In 1937 the Japanese army took over Nanking, which at the time was the capital of China. In the resulting seven-week occupation known as the Rape of Nanking, as many as 80,000 women were raped. Chinese women and girls of all ages were raped, mutilated, tortured, sexually enslaved, and killed; unknown numbers of them were left pregnant. Many pregnant Nanking women killed themselves in 1938, and others committed infanticide when their babies were born. During the rest of the 20th century there was no record of any Chinese woman acknowledging her child as having been born as a result of the Rape of Nanking.

Bosnian War

During the 1992–1995 Bosnian War, pregnancy from rape was used to perpetrate genocide. There were reports of deliberately created "rape camps" intended to impregnate captive Muslim and Croatian women. Women were reported to have been kept in confinement until their pregnancies had advanced beyond a stage at which abortion would be safe. In the context of a patrilineal society, in which children inherit their father's ethnicity, such camps were intended to create a new generation of Serbian children. The women's group Tresnjevka claimed that more than 35,000 women and children were held in such Serb-run camps. Estimates range from 20,000 to 50,000 victims. Feryal Gharahi of Equality Now reported:

Families were separated, and women and children were kept in the gym, where all of the women and girls over ten years old were raped in the first few days.... There are rape camps all over the country. Thousands of women are being raped and killed. Thousands of women are pregnant as a result of rape. Over and over again, everywhere I went in Bosnia-Herzegovina and in Croatian refugee camps, women told me stories of abomination – of being kept in a room, raped repeatedly and told they would be held until they gave birth to Serbian children.

After the Bosnian War, the International Criminal Court updated its statute to prohibit "confin[ing] one or more women forcibly made pregnant, with the intent of affecting the ethnic composition of any population".

Treatment and outcomes

Immediate post-rape protocols call for medical professionals to assess the likelihood that a victim will become pregnant in their assessment of the physical damage done to the woman. Protocol for gaining a history of the use of contraceptives, as a woman's use of birth control pills or other contraceptives before a rape affect her chance of becoming pregnant. Treatment protocols also call for clinicians to provide access to emergency contraception and counseling on abortion in countries where it is legal. High-dose estrogen pills were tried as an experimental treatment after rape in the 1960s, and in 1972 Canadian physician A. Albert Yuzpe and his colleagues began systematic studies on the use of ethinylestradiol and norgestrel to provide emergency contraception after an assault. These treatments reduced the rate of pregnancy after rape by 84%. This method is now called the Yuzpe regimen. Before being treated with pregnancy prevention measures, a rape victim is given a HCG pregnancy test to determine whether she was already pregnant before the rape.

> **Data listing**:
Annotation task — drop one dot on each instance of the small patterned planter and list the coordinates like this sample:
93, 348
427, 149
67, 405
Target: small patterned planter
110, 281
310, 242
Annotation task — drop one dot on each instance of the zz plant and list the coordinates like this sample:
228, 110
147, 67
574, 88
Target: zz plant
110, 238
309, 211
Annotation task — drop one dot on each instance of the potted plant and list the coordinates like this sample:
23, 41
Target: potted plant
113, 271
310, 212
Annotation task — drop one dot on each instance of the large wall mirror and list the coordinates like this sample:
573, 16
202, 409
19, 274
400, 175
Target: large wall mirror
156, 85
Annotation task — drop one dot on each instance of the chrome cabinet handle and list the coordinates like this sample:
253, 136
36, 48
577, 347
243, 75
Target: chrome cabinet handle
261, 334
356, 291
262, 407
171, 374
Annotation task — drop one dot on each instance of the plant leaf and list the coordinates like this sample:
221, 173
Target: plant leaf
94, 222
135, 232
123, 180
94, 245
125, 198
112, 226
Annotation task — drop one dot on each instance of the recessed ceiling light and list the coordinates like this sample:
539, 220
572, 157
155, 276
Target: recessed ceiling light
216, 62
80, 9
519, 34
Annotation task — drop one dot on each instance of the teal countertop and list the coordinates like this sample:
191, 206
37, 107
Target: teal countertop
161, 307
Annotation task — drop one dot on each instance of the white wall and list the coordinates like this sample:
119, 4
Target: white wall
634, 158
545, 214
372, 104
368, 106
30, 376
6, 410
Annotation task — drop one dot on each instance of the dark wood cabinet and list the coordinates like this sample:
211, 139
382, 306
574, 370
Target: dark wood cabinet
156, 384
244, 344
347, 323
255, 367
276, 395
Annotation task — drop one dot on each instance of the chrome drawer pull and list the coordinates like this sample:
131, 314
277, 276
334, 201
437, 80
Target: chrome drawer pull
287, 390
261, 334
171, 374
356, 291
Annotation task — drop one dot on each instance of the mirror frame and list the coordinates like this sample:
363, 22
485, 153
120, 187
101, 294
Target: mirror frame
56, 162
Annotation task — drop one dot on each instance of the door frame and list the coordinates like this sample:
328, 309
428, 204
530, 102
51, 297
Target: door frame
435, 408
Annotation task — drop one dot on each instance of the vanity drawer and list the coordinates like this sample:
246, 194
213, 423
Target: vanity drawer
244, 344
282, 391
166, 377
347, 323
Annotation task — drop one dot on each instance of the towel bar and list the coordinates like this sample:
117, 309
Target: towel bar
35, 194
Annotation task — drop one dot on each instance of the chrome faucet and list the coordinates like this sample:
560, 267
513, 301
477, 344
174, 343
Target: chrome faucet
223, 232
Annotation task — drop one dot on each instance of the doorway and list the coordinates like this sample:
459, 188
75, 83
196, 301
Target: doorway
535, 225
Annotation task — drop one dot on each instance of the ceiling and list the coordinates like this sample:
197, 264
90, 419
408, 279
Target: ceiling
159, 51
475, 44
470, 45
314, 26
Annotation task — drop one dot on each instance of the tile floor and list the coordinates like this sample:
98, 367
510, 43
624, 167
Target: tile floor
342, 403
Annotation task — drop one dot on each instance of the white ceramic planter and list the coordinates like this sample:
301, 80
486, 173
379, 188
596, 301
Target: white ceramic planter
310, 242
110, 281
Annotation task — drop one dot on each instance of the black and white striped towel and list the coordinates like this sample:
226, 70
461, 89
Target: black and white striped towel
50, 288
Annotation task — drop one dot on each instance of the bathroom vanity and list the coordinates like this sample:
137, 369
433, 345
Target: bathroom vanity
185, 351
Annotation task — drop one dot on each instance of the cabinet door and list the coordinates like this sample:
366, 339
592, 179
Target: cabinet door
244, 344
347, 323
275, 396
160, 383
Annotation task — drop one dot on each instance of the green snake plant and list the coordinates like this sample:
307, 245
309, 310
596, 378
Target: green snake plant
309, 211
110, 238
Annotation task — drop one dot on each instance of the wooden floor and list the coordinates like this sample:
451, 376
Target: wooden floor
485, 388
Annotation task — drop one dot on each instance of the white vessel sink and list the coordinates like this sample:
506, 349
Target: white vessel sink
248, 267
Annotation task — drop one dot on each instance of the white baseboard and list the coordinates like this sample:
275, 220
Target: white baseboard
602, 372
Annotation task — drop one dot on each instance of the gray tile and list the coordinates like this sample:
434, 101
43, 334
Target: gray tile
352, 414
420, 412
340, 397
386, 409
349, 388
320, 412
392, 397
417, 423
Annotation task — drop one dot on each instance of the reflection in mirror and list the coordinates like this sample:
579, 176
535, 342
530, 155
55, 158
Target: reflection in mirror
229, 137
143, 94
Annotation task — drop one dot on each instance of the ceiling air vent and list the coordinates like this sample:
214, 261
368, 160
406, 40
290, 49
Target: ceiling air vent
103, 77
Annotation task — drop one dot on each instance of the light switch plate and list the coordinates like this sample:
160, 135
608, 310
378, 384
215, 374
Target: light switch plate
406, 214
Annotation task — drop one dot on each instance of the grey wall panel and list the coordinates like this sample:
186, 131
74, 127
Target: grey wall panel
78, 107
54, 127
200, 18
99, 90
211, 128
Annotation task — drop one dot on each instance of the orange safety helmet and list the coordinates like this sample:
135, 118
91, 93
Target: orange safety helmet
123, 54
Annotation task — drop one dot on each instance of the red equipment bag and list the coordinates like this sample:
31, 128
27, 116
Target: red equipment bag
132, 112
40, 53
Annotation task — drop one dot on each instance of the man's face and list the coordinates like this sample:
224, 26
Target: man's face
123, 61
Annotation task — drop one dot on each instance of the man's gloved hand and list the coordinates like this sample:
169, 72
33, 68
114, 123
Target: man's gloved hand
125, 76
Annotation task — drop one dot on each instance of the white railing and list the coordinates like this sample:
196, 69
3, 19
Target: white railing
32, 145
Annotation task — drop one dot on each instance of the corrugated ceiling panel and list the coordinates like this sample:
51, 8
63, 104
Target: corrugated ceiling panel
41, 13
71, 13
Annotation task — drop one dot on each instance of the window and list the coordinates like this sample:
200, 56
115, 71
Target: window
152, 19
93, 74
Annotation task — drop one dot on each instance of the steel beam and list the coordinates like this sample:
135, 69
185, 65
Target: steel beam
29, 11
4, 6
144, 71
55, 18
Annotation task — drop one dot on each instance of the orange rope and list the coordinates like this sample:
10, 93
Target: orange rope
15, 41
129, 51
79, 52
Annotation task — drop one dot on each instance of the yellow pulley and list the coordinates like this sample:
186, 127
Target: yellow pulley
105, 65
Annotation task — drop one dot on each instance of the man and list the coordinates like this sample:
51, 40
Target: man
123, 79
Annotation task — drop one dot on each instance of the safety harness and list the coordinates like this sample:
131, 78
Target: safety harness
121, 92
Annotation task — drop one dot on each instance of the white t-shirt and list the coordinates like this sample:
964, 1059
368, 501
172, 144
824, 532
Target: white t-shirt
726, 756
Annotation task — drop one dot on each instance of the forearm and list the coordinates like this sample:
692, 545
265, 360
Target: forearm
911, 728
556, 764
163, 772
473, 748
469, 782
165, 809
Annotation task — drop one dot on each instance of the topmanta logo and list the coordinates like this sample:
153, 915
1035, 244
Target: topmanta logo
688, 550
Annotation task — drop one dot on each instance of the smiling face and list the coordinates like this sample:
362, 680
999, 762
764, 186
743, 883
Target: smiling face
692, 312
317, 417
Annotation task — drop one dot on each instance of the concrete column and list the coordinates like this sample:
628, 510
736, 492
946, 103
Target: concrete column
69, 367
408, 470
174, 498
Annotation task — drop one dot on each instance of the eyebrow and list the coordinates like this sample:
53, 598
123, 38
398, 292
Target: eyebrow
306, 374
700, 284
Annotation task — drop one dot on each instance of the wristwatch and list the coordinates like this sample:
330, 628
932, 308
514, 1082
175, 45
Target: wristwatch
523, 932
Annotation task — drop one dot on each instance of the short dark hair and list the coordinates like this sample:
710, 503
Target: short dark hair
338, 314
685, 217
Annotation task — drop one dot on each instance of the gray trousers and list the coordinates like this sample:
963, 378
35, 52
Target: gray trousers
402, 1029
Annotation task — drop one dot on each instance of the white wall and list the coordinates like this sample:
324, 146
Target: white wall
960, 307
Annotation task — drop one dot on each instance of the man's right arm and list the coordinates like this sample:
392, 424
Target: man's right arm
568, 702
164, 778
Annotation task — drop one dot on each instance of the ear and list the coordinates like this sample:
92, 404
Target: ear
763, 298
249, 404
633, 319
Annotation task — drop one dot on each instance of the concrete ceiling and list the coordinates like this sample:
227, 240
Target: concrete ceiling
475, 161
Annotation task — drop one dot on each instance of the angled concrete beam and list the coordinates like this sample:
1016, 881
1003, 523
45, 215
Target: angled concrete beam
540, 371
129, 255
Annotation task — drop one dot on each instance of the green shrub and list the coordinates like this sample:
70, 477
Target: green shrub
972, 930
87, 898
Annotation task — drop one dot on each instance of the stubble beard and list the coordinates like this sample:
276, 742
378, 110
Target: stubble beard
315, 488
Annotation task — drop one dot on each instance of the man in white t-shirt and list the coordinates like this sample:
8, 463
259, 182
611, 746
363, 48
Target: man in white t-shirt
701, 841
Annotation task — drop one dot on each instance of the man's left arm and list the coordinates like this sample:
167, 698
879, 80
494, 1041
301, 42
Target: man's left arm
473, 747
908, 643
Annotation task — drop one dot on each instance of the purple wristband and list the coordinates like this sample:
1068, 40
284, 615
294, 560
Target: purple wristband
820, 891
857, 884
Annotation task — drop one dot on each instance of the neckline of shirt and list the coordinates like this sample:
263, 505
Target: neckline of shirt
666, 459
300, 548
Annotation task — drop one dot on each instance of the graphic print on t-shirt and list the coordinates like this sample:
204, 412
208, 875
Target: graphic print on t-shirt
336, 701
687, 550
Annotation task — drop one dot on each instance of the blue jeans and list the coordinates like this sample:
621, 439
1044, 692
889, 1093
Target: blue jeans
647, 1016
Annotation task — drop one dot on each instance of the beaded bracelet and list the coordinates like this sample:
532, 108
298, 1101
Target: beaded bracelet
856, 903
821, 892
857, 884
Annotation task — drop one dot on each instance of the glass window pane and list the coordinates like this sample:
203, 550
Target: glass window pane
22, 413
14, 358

> **Problem set**:
**A.** Say whether each statement agrees with the passage on pregnancy from rape, answering yes or no and quoting the deciding words of the passage. (i) The occupation of Nanking lasted seven weeks. (ii) Tresnjevka claimed that fewer than 20,000 women and children were held in the camps. (iii) Yuzpe and his colleagues began their systematic studies in the 1960s.
**B.** Translate this sentence from the passage on pregnancy from rape into Spanish: "Women were reported to have been kept in confinement until their pregnancies had advanced beyond a stage at which abortion would be safe."

> **Exercise results**:
**A.**
(i) Yes: "In the resulting seven-week occupation known as the Rape of Nanking"
(ii) No: "more than 35,000 women and children were held in such Serb-run camps"
(iii) No: "in 1972 Canadian physician A. Albert Yuzpe and his colleagues began systematic studies"

**B.** Según los informes, las mujeres fueron mantenidas en cautiverio hasta que sus embarazos habían avanzado más allá de una etapa en la que el aborto sería seguro.